• Stated goal a
From the paper on early Christian history, return the stretch from "In what ways" through "three individual women." word for word.

• Text to read
####

Early Christian History
This is from a Master's paper I wrote for my Early Christian History class.
In what ways were women involved in the development of Christianity from the beginning of the Christian movement until the end of the fifteenth century? Why were these women influential? What might Christians today learn from their example? In your response, please highlight the contributions of at least three individual women.
In the 200s AD, Thecla's behavior of waiting by the window for Paul countered familial and social expectations by refusing her fiance's advances. In this patriarchal world, with few resources (if any) for single women, to abstain from the material security provided by marriage to a man was unheard of and arguably stupid -- it makes sense that the mother would have such an intense emotional reaction to her daughter's pursuit of Paul’s mission work and neglect of her fiancee, Thamyris. This mother watched her child turn away from the safety and expectations of society to follow this... strange man preaching counter-culture / illegal rhetoric that disturbed the patriarchal status quo and made little pragmatic sense in the eyes of the observers.

####

• Stated goal b
In the records, replace "tree line" with "forest edge" in the stretch from the line containing "of the distant" through the end of the records, and give back only those lines, leaving everything else unchanged.

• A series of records
####

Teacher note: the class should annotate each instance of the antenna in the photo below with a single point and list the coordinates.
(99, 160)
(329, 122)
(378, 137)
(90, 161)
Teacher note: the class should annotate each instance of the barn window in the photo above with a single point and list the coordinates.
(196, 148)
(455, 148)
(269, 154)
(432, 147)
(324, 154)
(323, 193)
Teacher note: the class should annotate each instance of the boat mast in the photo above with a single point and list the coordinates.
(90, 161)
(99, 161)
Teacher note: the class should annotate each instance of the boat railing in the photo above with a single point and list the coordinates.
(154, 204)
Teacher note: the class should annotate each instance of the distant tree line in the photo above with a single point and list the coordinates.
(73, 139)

####

• Problem solution a
In what ways were women involved in the development of Christianity from the beginning of the Christian movement until the end of the fifteenth century? Why were these women influential? What might Christians today learn from their example? In your response, please highlight the contributions of at least three individual women.

• Problem solution b
Teacher note: the class should annotate each instance of the distant forest edge in the photo above with a single point and list the coordinates.
(73, 139)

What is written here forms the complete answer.